RECORDS –
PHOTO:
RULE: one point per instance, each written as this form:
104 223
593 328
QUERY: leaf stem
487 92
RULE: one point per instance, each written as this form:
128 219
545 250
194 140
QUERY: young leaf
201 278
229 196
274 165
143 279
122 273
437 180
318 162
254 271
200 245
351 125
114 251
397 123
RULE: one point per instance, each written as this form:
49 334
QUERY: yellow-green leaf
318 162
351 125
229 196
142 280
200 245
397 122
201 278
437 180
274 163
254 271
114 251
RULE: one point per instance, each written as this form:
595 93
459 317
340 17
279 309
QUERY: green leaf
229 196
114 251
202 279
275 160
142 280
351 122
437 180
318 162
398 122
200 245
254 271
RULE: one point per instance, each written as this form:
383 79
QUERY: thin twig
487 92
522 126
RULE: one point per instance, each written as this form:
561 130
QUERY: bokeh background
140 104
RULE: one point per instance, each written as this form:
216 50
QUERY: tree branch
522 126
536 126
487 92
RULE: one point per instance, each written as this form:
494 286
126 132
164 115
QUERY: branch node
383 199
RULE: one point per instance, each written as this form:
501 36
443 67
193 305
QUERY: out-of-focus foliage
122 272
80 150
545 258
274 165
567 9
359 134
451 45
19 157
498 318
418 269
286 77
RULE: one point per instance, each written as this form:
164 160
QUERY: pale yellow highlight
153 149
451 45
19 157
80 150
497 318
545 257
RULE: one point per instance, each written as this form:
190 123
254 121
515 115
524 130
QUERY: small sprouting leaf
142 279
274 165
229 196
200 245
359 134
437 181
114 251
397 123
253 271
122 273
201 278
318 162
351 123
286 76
* * *
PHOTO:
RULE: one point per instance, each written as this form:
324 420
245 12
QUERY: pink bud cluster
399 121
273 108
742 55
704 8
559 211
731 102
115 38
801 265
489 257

TASK DESCRIPTION –
Collect every line of the items above that contains the string "leaf", treating case as significant.

PROBLEM SOLUTION –
QUERY: leaf stem
QUERY: young leaf
QUERY: yellow-green leaf
QUERY: green leaf
QUERY: small sprouting leaf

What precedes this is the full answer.